▶ **PROBLEM DESCRIPTION**: How many lines below contain the word "evergreen"? Reply with the number alone.

▶ **MATERIAL PROVIDED**:
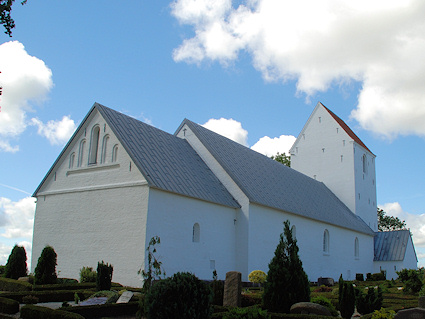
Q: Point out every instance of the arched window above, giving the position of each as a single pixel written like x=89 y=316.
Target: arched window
x=94 y=144
x=71 y=160
x=294 y=232
x=81 y=153
x=364 y=161
x=326 y=242
x=105 y=148
x=196 y=236
x=115 y=153
x=356 y=248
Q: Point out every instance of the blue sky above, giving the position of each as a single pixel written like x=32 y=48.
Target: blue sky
x=265 y=64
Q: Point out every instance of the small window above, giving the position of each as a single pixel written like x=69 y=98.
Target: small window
x=81 y=153
x=105 y=148
x=356 y=248
x=326 y=242
x=71 y=160
x=94 y=144
x=196 y=235
x=115 y=153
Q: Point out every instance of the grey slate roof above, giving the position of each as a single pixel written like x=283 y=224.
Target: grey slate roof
x=269 y=183
x=166 y=161
x=391 y=245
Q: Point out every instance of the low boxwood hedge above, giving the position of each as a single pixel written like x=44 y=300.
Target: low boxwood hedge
x=7 y=284
x=37 y=312
x=8 y=306
x=106 y=310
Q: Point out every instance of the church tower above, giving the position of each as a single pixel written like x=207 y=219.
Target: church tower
x=329 y=151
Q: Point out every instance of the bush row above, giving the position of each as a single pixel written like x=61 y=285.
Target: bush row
x=8 y=306
x=7 y=284
x=48 y=296
x=37 y=312
x=106 y=310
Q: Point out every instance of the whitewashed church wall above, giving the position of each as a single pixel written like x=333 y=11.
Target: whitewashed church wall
x=71 y=175
x=242 y=215
x=172 y=218
x=266 y=225
x=87 y=227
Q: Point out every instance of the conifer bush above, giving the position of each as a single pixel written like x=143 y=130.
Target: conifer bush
x=181 y=296
x=287 y=283
x=16 y=265
x=104 y=276
x=45 y=272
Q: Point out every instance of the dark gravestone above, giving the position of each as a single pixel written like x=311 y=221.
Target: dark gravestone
x=306 y=308
x=414 y=313
x=232 y=289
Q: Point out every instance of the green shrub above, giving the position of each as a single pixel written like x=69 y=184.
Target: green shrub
x=347 y=300
x=412 y=279
x=287 y=283
x=16 y=265
x=359 y=277
x=246 y=313
x=104 y=276
x=37 y=312
x=181 y=296
x=8 y=306
x=45 y=272
x=87 y=274
x=367 y=303
x=383 y=314
x=7 y=284
x=323 y=301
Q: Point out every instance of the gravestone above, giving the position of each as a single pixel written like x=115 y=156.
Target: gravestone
x=413 y=313
x=233 y=289
x=125 y=297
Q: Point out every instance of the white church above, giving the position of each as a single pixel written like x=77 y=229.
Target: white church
x=215 y=204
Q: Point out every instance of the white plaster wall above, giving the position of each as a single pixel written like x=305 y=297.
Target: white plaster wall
x=171 y=217
x=242 y=215
x=266 y=225
x=87 y=227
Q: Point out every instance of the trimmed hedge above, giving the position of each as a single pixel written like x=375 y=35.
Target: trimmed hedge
x=106 y=310
x=7 y=284
x=48 y=296
x=8 y=306
x=37 y=312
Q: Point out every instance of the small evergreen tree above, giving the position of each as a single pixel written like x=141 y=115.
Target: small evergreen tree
x=287 y=283
x=16 y=265
x=104 y=276
x=45 y=272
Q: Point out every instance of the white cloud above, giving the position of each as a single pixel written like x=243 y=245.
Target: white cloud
x=320 y=44
x=229 y=128
x=24 y=78
x=57 y=132
x=271 y=146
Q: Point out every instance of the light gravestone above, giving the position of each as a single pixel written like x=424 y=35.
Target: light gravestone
x=233 y=289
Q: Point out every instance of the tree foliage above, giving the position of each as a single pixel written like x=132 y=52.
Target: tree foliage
x=287 y=283
x=5 y=17
x=16 y=265
x=282 y=158
x=45 y=272
x=388 y=223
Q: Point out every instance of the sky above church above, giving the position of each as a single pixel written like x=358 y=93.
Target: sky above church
x=251 y=70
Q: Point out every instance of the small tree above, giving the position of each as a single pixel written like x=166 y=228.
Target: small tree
x=16 y=265
x=104 y=276
x=287 y=283
x=45 y=272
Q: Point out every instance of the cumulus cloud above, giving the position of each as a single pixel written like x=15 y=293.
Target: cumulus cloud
x=57 y=132
x=24 y=78
x=271 y=146
x=320 y=44
x=229 y=128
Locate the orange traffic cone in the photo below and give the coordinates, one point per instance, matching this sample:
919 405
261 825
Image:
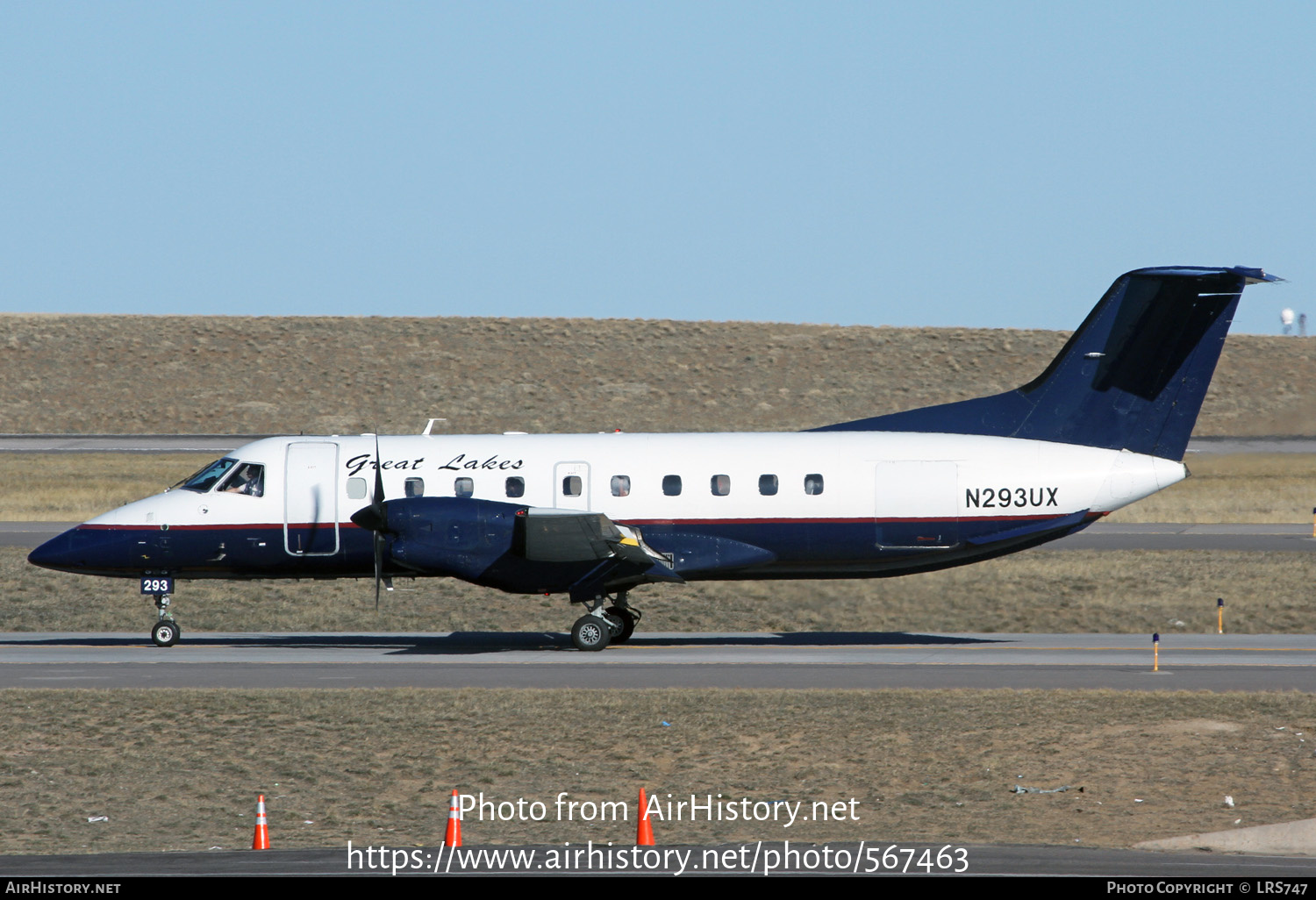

▶ **SOLUTION TO THE PROBLEM**: 2